* [PROBLEM DESCRIPTION]: Reproduce the lines starting at the one containing "target: tree canopy" and ending at the one containing "72 L 50 107", renaming "outline" to "contour" and changing nothing else.

* [LISTING]:
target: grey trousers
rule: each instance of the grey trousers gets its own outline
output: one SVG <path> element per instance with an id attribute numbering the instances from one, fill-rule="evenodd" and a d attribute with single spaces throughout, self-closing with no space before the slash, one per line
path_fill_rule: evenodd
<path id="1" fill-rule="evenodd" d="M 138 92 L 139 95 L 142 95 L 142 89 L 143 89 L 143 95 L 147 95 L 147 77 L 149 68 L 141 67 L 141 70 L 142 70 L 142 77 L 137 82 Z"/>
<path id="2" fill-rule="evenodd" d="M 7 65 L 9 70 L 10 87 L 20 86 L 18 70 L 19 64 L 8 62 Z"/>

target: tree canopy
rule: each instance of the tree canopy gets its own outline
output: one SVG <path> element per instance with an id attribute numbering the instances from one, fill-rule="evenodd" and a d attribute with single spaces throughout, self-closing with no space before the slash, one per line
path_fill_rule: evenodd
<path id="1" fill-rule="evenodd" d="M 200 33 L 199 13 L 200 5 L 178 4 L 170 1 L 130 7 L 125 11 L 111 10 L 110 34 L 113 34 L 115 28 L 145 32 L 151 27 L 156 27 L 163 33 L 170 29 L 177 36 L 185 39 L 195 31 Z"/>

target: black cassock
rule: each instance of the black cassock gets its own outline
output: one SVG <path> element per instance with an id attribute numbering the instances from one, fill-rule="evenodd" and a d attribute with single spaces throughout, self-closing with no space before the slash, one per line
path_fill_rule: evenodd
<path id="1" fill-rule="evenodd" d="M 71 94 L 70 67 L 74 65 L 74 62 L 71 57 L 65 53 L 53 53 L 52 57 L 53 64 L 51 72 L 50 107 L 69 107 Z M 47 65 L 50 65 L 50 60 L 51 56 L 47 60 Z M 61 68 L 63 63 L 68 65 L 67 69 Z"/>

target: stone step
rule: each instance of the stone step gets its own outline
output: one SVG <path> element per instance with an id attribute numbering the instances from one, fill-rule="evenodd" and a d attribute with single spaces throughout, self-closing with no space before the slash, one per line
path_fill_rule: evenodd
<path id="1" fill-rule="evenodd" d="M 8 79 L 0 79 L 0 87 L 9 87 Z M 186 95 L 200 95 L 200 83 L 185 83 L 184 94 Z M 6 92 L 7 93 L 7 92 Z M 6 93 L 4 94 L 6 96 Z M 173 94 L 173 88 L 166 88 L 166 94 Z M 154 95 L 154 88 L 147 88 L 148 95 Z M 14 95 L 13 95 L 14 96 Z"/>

* [WRITTEN RESPONSE]:
target: tree canopy
rule: each instance of the tree canopy gets its own contour
output: one SVG <path> element per instance with an id attribute numbering the instances from one, fill-rule="evenodd" and a d attribute with single spaces throughout, self-closing with no space before the slash, one per line
path_fill_rule: evenodd
<path id="1" fill-rule="evenodd" d="M 200 33 L 199 13 L 200 5 L 178 4 L 170 1 L 130 7 L 125 11 L 111 10 L 110 34 L 113 34 L 115 28 L 145 32 L 151 27 L 156 27 L 163 33 L 170 29 L 177 36 L 185 39 L 195 31 Z"/>

target: black cassock
rule: each instance of the black cassock gets its own contour
output: one SVG <path> element per instance with an id attribute numbering the instances from one, fill-rule="evenodd" and a d attribute with single spaces throughout, self-closing with no space before the slash, one per line
path_fill_rule: evenodd
<path id="1" fill-rule="evenodd" d="M 71 94 L 70 67 L 74 65 L 74 62 L 71 57 L 65 53 L 53 53 L 52 57 L 53 64 L 51 72 L 50 107 L 69 107 Z M 47 65 L 50 65 L 50 60 L 51 56 L 47 60 Z M 61 68 L 63 63 L 68 65 L 67 69 Z"/>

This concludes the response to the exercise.